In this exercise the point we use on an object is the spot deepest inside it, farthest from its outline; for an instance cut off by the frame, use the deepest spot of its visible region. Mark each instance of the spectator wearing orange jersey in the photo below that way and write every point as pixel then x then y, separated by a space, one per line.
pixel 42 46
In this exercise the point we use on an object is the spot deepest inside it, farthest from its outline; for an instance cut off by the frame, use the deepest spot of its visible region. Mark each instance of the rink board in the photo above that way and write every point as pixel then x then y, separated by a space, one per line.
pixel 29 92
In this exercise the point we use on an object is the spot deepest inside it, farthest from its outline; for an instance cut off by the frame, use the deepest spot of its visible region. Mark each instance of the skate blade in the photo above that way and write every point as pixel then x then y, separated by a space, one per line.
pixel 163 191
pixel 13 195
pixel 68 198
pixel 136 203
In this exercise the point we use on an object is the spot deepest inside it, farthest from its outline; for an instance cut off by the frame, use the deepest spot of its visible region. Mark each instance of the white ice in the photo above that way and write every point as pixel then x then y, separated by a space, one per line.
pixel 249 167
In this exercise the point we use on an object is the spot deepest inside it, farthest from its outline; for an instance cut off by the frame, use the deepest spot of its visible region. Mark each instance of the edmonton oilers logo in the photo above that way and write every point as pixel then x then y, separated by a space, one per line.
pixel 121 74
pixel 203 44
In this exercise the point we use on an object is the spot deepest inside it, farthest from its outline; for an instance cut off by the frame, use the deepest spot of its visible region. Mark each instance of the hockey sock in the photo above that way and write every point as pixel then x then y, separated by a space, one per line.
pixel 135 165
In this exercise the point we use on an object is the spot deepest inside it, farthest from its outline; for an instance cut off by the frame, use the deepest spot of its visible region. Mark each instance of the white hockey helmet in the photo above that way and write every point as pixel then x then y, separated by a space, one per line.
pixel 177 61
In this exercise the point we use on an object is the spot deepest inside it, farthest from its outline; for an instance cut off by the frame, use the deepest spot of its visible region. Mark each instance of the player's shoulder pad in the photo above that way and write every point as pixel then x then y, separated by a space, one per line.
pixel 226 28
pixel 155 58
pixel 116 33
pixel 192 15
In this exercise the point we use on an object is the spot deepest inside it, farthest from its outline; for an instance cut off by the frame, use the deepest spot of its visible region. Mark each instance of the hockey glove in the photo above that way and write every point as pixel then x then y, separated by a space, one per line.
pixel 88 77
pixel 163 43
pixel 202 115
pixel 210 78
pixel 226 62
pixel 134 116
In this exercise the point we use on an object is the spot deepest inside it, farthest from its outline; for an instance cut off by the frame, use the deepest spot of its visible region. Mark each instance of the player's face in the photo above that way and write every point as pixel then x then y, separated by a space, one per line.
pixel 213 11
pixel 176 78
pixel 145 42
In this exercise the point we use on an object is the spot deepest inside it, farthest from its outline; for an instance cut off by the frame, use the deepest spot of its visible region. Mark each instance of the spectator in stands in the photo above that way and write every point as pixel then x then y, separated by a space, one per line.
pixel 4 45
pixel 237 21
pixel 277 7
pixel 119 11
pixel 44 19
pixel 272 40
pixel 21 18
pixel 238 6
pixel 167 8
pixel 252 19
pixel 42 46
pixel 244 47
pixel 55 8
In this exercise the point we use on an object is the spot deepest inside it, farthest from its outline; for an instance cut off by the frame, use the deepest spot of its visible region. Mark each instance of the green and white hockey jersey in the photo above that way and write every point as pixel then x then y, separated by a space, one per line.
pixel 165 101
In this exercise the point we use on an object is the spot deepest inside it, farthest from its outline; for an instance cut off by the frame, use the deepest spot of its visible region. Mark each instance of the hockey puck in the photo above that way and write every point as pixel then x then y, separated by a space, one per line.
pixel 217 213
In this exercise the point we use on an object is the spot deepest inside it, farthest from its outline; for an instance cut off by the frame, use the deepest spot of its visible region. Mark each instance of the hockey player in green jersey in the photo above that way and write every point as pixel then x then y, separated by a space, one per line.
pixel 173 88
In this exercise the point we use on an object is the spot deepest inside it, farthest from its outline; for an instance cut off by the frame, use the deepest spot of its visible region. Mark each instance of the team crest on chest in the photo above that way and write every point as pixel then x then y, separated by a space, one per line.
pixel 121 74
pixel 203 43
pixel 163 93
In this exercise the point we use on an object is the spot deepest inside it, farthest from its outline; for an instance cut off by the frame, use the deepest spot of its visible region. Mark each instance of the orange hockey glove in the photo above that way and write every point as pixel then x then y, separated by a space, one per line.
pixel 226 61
□ □ □ □ □ □ □
*ACTIVITY*
Above are the records; retype them all without a single difference.

*ANSWER AREA*
In this exercise the point we use on an object is the spot deepest inside it, farthest from its outline; for an instance cut off by the frame, use the deepest spot of its visible region. Mark each instance of the spectator wearing orange jersey in the photo below that way and write every point as pixel then x then y, separated by a space, one per line.
pixel 42 46
In this exercise the point we use on an object is the spot deepest inside it, farthest from its outline; for an instance cut off by the frame, use the deepest spot of its visible region. Mark each instance of the rink board in the photo above that way and write every point as pixel then x then y, separated by a space, one per line.
pixel 29 92
In this exercise the point we use on an object is the spot deepest inside it, farthest from its outline; for an instance cut off by the frame, use the deepest spot of its visible region. Mark each instance of the skate blade in the photo above that way and write every point as pixel then x then y, separated by a space, one per line.
pixel 163 191
pixel 13 195
pixel 68 198
pixel 136 203
In this exercise the point we use on an object is the spot deepest inside it, farthest from its outline; for an instance cut off by the frame, use the deepest spot of its visible region. Mark each instance of the white ice in the photo above that way and write every point as pixel then x then y, separated by a space, one per line.
pixel 249 167
In this exercise the point we use on an object is the spot deepest inside it, farthest from its outline; for an instance cut off by the frame, use the deepest spot of its visible region. Mark each instance of the edmonton oilers logo in the photo above that way and write every point as pixel then x then y, separated by a space, one per line.
pixel 121 74
pixel 203 44
In this exercise the point we use on an object is the spot deepest inside it, farthest from its outline; for an instance cut off by the frame, use the deepest spot of its visible region. Mark each instance of the hockey sock in the photo above that way and write every point as pixel then x then y, separated by a space, one per line.
pixel 135 165
In this exercise the point we use on an object is the spot deepest inside it, farthest from its outline; for an instance cut off by the frame, use the deepest spot of its visible region. Mark each instance of the white hockey helmet in the photo above that way and write every point as pixel then x then y, separated by a space, one per line.
pixel 177 61
In this exercise the point we use on an object is the spot deepest inside it, farthest from its outline; for an instance cut off by the frame, use the deepest spot of its visible region. Mark each instance of the player's shoulder pad in the photo above that way and write every point as pixel then x then y, separated by a space, one per line.
pixel 226 28
pixel 155 58
pixel 116 33
pixel 192 15
In this exercise the point we use on an object is the spot deepest inside it, farthest from its outline; for an instance cut off by the frame, use the deepest spot of its visible region. Mark each instance of the hockey glove in the photo above that way and write every point as pixel then x then y, separated by a space, one per line.
pixel 88 77
pixel 163 43
pixel 202 115
pixel 210 78
pixel 226 62
pixel 134 116
In this exercise the point we use on an object is the spot deepest inside it, farthest from its outline; for an instance cut off by the frame, use the deepest spot of its visible region. Mark each instance of the player's face in the photo above that way and write every point as pixel then x then y, separated by a space, one per line.
pixel 213 11
pixel 176 78
pixel 145 42
In this exercise the point we use on an object is the spot deepest inside it, farthest from its outline; for an instance cut off by the frame, use the deepest spot of its visible region. Mark each instance of the spectator in stands in the photo above that way and write every point as pixel then x then y, separated by a space, one per line.
pixel 4 45
pixel 237 21
pixel 277 7
pixel 119 11
pixel 44 19
pixel 272 40
pixel 21 18
pixel 238 6
pixel 167 8
pixel 252 19
pixel 42 46
pixel 244 47
pixel 55 8
In this exercise the point we use on an object is the spot deepest inside it, farthest from its outline; for an instance cut off by the frame, use the deepest spot of its visible region. Mark each instance of the green and white hockey jersey in the photo above that way and write every point as pixel then x then y, separated by a space, one per line.
pixel 165 101
In this exercise the point we use on an object is the spot deepest inside it, farthest from its outline; for an instance cut off by the frame, use the deepest spot of its visible region. Mark each instance of the hockey puck in the photo above that way and write every point as pixel then x then y, separated by a space, one per line.
pixel 217 213
In this exercise the point we use on an object is the spot deepest inside it, farthest from its outline; for an instance cut off by the frame, use the deepest spot of its visible region. Mark each instance of the hockey player in green jersey in the photo above that way and write every point as pixel then x then y, separated by a space, one per line.
pixel 173 88
In this exercise the point we use on an object is the spot deepest inside it, farthest from its outline; for an instance cut off by the frame, use the deepest spot of its visible region. Mark each instance of the team crest on chest in the photo above that way and write every point as pixel then x then y, separated by a space, one per line.
pixel 121 74
pixel 203 43
pixel 163 93
In this exercise the point we use on an object is the spot deepest inside it, farthest from its outline; for an instance cut off by the frame, use the deepest spot of its visible region. Mark each instance of the orange hockey glove in the photo above that way and write every point as pixel then x then y, separated by a space, one per line.
pixel 226 61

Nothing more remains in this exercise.